Kutipan Dokumen
■ ■ ■ ■ ■ ■ ■

Lompat ke konten Lompat ke sidebar Lompat ke footer

Kotagede Yogyakarta, Jadi Saksi Kerajaan Mataram

 


Yogyakarta - Situs bekas bangunan Kerajaan Mataram Islam di Kotagede Yogyakarta belum ditemukan. Letak persis bangunan kerajaan yang berkuasa pada abang ke-16 itu hingga kini masih menjadi teka-teki.

Dilansir dari Kompas.com, Jumat (15/7/2021), Keraton Kerajaan Mataram Islam yang pertama berada di daerah yang saat ini merupakan Kecamatan Kotagede, Yogyakarta.

Kawasan Kotagede dulunya merupakan hutan mentaok. Wilayah ini diberikan Sultan Pajang saat itu, Sultan Hadiwijaya atau Jaka Tingkir kepada Ki Ageng Pemanahan pada tahun 1575.

Adapun, Ki Ageng Pemanagan berhasil menumpas pemberontakan Bupati Jipang, Arya Panangsang tahun 1549. Senjata untuk mengalahkan Arya Penangsang, yakni Tombak Kyai Pleret kini masih ada di Keraton Yogyakarta.

■ ■ ■ ■ ■ ■ ■

Butir Data Tersimpan:

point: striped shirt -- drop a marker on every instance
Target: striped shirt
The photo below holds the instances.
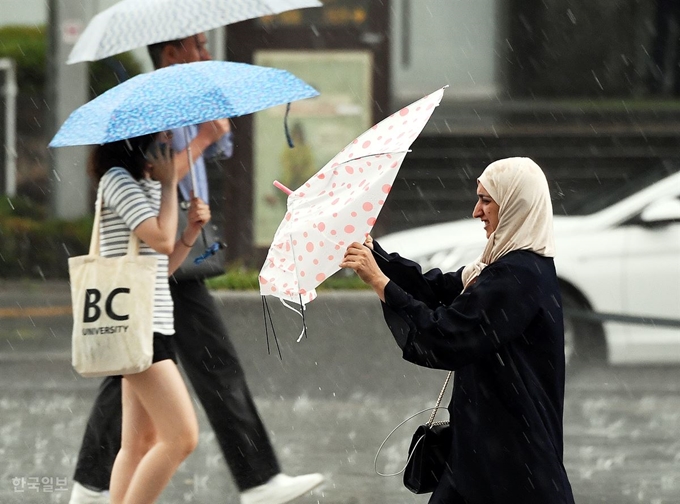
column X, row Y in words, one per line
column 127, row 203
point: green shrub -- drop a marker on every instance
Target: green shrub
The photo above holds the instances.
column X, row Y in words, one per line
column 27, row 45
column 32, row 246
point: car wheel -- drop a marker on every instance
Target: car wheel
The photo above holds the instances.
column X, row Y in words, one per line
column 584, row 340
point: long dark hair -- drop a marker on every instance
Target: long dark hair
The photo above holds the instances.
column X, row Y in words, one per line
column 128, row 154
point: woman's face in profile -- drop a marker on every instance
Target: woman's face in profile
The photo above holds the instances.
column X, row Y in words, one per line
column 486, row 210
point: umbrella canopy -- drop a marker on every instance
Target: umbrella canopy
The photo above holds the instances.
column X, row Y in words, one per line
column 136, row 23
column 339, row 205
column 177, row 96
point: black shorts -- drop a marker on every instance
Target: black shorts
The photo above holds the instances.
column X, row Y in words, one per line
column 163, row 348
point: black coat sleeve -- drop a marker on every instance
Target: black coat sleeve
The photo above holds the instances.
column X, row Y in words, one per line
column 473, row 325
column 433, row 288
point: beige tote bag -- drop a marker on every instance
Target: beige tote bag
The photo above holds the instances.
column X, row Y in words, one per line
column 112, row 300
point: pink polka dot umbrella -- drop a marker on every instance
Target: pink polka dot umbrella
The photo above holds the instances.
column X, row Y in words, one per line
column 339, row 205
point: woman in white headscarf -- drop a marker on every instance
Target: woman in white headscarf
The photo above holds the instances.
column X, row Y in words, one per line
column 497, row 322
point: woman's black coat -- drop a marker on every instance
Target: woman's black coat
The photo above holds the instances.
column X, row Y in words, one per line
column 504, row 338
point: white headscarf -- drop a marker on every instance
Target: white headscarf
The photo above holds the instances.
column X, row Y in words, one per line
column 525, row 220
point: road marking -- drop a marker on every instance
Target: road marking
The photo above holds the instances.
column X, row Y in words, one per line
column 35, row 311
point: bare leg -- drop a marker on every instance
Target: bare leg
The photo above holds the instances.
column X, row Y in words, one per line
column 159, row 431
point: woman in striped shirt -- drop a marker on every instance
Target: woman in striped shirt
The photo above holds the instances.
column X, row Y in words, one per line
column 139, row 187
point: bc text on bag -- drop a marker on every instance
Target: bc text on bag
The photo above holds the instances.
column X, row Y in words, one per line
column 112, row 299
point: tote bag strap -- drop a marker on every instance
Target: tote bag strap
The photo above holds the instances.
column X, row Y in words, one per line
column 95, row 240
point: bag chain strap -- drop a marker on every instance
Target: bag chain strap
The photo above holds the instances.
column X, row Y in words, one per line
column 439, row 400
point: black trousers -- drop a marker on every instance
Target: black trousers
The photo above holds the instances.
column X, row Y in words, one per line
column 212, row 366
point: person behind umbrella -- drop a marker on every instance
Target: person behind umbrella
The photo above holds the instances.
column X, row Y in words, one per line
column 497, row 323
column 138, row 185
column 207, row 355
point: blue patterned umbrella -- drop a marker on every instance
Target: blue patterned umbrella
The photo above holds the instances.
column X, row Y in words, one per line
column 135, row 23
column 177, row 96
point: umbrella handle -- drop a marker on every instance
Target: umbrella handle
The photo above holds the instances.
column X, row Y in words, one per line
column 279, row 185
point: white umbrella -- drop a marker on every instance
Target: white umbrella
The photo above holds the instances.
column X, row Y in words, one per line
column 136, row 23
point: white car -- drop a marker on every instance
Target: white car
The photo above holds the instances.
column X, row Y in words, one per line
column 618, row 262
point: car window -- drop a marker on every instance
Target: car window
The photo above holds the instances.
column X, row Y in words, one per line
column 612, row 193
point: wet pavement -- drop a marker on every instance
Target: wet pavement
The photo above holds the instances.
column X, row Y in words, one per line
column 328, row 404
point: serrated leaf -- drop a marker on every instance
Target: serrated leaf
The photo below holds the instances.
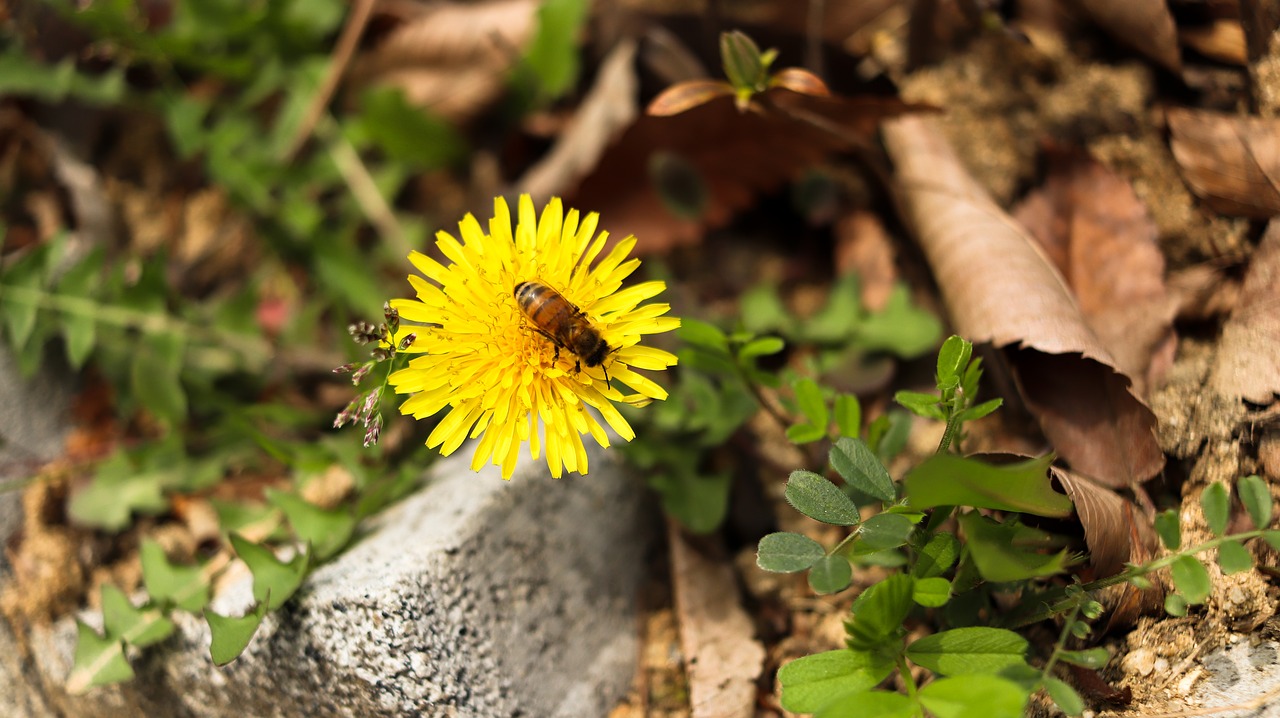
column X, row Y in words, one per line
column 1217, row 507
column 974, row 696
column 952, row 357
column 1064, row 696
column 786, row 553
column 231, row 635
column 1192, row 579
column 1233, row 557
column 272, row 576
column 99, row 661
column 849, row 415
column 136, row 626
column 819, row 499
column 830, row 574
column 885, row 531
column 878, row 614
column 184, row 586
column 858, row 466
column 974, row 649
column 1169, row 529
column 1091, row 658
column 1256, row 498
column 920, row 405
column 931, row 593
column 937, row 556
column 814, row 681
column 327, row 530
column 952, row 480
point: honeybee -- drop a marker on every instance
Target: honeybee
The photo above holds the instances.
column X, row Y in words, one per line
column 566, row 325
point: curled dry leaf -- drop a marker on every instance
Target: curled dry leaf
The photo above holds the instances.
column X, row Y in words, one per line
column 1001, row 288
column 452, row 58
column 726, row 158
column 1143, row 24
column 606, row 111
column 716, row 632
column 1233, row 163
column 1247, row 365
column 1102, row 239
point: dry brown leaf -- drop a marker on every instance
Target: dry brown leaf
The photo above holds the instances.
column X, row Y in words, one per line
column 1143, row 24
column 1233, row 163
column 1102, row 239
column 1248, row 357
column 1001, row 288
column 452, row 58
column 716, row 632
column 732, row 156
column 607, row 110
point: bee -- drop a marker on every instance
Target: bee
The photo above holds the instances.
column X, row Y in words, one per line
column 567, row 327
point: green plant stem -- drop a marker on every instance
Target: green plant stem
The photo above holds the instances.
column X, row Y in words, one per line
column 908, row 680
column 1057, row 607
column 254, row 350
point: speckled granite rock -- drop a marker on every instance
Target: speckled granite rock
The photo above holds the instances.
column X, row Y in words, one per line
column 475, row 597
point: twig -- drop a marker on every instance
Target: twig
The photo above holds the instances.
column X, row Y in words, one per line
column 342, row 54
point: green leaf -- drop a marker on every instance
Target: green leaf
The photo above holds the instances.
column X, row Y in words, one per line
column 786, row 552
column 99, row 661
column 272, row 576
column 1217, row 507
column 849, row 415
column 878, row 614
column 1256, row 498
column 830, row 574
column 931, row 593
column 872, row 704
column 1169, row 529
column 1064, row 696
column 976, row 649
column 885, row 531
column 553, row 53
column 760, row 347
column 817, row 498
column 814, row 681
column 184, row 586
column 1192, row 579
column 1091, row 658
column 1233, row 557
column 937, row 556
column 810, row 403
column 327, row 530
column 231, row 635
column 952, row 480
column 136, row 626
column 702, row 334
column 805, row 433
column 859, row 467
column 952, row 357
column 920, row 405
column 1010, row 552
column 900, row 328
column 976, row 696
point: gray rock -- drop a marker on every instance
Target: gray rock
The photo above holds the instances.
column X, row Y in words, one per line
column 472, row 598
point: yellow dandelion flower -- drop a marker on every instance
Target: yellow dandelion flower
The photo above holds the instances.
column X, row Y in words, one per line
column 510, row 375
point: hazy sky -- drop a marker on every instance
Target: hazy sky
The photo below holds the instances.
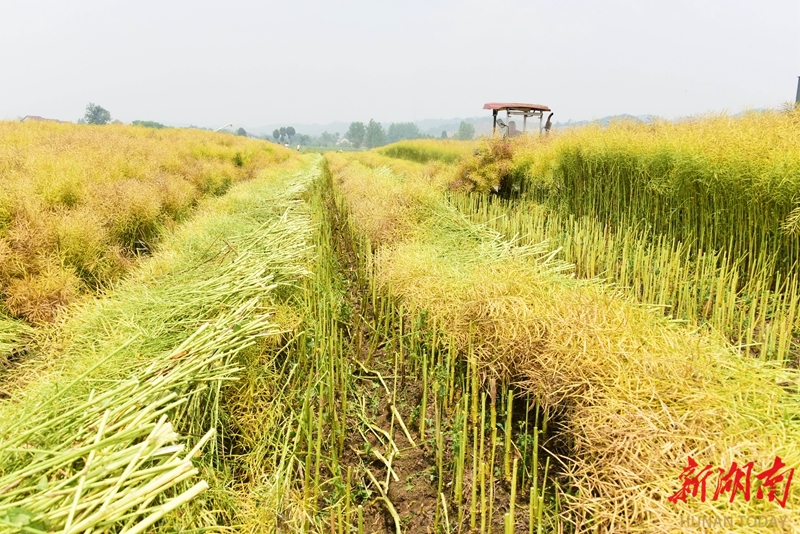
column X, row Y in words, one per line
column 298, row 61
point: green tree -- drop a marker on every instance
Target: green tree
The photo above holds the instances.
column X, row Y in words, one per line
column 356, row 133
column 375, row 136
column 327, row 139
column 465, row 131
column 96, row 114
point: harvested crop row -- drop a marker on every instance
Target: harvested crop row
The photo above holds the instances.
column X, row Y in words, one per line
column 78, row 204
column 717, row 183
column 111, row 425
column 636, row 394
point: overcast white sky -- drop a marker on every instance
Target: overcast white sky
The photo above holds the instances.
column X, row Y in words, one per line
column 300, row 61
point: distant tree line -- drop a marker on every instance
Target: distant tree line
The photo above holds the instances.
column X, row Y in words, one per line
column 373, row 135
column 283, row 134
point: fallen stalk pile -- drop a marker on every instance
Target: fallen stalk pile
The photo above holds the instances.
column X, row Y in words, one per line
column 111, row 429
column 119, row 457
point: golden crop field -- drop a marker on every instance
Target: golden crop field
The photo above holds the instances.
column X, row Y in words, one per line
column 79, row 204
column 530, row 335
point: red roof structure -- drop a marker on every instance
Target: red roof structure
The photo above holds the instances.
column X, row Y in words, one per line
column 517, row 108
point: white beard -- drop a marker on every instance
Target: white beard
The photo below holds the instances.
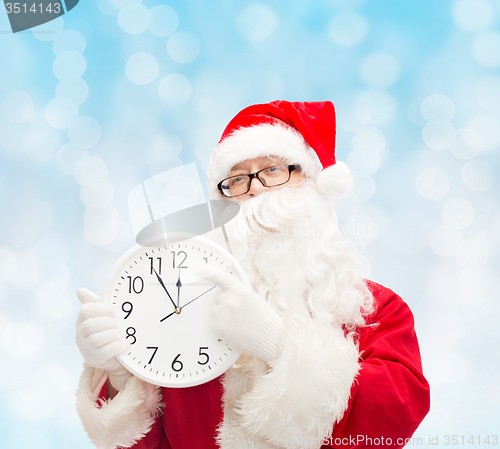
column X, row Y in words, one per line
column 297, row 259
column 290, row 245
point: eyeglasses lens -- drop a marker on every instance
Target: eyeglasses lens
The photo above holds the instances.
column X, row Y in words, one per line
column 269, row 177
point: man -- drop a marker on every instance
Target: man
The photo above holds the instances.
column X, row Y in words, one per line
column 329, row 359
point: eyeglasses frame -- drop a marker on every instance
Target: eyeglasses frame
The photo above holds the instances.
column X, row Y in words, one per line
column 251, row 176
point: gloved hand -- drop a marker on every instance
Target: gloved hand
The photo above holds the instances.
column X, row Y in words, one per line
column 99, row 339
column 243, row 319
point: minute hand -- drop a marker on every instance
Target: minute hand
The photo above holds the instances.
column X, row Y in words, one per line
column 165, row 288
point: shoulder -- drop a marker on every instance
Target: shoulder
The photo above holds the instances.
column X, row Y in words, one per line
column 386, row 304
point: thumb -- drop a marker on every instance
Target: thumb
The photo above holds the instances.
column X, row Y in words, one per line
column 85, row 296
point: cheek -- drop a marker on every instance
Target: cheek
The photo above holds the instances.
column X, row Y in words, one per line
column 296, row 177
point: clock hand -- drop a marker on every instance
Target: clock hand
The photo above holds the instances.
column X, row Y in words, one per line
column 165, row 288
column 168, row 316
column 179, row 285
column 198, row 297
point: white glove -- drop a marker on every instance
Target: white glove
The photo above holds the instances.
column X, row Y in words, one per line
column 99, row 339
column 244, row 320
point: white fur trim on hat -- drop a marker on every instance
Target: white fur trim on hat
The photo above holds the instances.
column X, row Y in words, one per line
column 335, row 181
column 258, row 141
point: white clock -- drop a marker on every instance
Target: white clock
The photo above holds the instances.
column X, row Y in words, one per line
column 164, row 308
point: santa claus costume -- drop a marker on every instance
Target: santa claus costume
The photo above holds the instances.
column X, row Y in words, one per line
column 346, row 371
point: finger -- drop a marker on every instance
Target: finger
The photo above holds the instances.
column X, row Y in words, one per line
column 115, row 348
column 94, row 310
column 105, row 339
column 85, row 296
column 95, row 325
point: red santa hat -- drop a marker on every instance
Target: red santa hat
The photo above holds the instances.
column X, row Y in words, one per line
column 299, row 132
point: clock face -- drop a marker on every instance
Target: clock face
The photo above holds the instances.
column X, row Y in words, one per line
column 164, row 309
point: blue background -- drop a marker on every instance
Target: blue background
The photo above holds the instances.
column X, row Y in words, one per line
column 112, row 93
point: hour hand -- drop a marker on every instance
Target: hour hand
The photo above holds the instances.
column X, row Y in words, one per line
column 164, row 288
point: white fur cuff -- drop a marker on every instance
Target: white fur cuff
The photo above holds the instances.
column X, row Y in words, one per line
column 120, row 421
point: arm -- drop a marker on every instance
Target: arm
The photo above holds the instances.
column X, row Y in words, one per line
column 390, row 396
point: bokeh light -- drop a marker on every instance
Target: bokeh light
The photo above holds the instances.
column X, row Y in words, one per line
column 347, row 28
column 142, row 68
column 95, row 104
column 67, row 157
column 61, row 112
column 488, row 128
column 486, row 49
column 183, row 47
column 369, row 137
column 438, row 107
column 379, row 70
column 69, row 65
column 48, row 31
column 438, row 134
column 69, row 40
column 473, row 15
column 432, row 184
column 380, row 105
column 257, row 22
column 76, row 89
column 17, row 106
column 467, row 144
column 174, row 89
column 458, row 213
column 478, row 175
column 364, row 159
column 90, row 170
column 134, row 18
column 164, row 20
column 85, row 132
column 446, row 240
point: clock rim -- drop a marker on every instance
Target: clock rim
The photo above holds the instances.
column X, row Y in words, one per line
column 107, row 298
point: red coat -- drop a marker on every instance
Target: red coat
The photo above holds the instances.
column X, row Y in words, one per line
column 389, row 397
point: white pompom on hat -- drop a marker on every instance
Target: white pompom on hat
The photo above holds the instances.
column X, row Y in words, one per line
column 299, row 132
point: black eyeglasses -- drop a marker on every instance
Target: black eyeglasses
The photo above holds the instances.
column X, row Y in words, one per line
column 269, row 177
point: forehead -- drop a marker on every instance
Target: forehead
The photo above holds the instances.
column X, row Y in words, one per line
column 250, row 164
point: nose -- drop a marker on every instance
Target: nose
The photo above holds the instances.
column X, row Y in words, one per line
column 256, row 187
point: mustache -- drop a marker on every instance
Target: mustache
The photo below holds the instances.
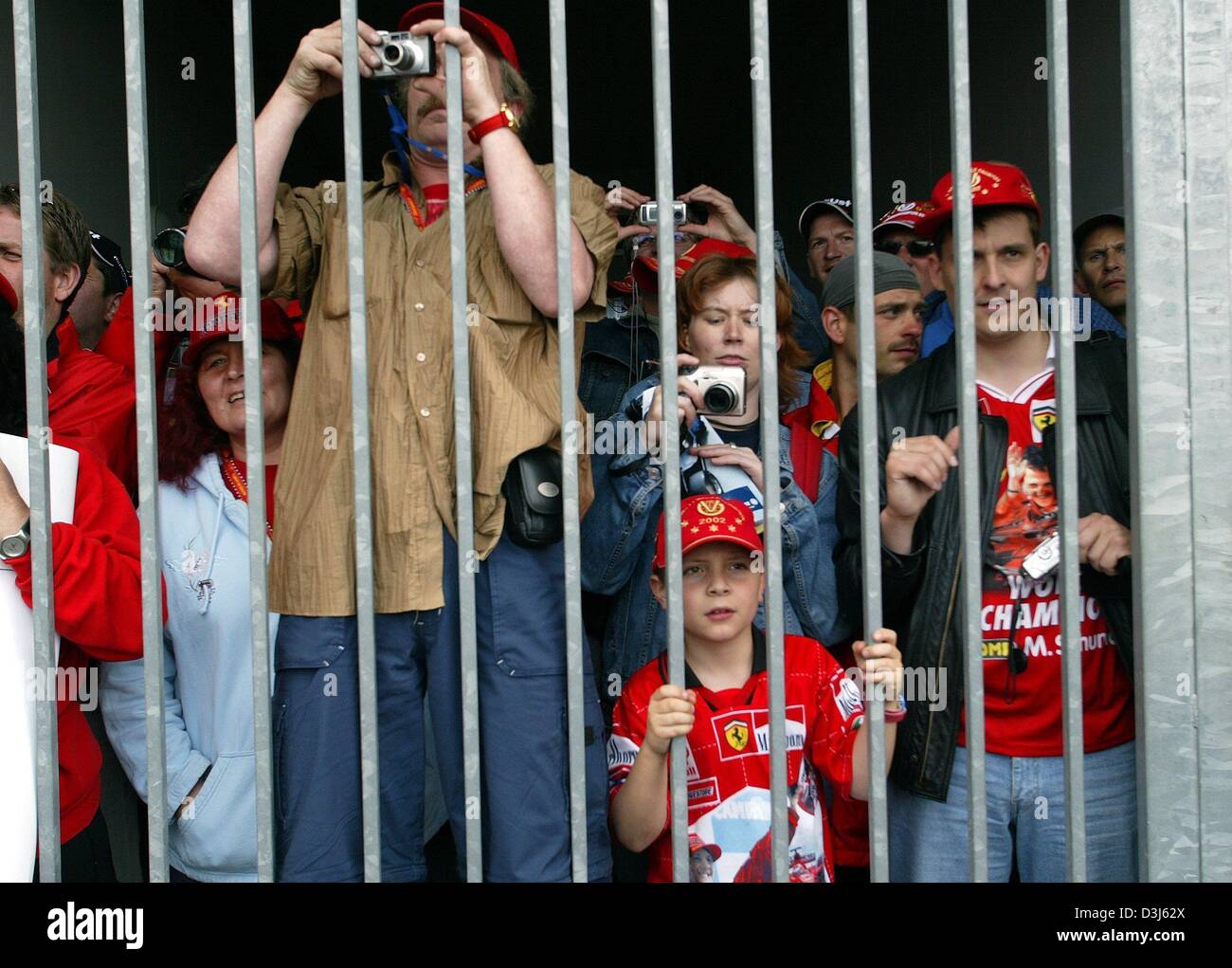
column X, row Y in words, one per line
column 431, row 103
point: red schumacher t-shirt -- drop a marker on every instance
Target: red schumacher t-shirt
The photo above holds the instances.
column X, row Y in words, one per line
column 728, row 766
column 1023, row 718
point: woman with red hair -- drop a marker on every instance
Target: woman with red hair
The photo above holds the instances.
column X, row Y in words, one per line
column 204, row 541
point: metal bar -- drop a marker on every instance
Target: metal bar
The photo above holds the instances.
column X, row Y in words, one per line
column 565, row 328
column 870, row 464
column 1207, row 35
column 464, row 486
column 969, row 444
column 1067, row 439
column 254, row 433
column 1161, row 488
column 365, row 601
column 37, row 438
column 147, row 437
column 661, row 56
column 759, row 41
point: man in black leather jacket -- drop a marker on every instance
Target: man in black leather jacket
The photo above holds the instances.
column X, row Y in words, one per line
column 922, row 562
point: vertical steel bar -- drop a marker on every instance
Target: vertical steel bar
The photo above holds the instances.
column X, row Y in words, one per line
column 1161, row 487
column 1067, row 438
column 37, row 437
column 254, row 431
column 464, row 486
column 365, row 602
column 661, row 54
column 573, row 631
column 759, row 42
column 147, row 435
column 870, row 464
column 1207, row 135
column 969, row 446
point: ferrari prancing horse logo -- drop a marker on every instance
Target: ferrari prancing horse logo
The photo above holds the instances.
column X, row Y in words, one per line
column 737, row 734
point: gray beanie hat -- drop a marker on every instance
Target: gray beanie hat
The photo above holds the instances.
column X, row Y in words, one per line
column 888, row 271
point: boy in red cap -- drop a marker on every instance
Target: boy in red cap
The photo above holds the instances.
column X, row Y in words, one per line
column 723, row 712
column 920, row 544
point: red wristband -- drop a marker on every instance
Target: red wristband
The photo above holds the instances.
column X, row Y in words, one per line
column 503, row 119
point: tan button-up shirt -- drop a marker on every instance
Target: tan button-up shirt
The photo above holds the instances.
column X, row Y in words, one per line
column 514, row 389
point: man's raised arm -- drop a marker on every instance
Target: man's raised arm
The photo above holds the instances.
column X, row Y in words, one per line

■ ■ ■ ■ ■ ■ ■

Daftar Tugas
1) Salin kembali bagian catatan yang dimulai dengan baris yang memuat "point: tote bag" dan berakhir pada baris yang memuat "column 212, row 366", termasuk kedua baris tersebut, tanpa mengubah satu karakter pun.
2) Tuliskan lanjutan artikel tentang Kotagede sebagai saksi Kerajaan Mataram, dimulai sesudah kalimat terakhir yang tercantum.

Jawaban yang Diberikan
1)
point: tote bag strap -- drop a marker on every instance
Target: tote bag strap
The photo above holds the instances.
column X, row Y in words, one per line
column 95, row 240
point: bag chain strap -- drop a marker on every instance
Target: bag chain strap
The photo above holds the instances.
column X, row Y in words, one per line
column 439, row 400
point: black trousers -- drop a marker on every instance
Target: black trousers
The photo above holds the instances.
column X, row Y in words, one per line
column 212, row 366

2)
Mataram Islam kemudian resmi berdiri pada tahun 1586 dengan raja pertama yakni Danang Sutawijaya atau Panembahan Senopati.

Kondisi ini berbeda dengan bangunan Kerajaan Mataram lain di berbagai daerah. Kerajaan Mataram sempat dipindahkan ke Karta pada 1613-1647, lalu ke Pleret di tahun 1647-1681. Baik di Kerto maupun Pleret, terdapat jejak kedigdayaan Kerajaan Mataram Islam.

David Nugroho menceritakan Kerajaan Mataram Islam di Kotagede berdiri di bekas hutan yang bernama Alas Mentaok. Nama mentaok diambil dari jenis tanaman yang kini langka. Di kompleks makam dan masjid Kotagede terdapat satu pohon mentaok. Beberapa tanaman mentaok lain ditanam untuk dilestarikan di depan Pasar Kotagede.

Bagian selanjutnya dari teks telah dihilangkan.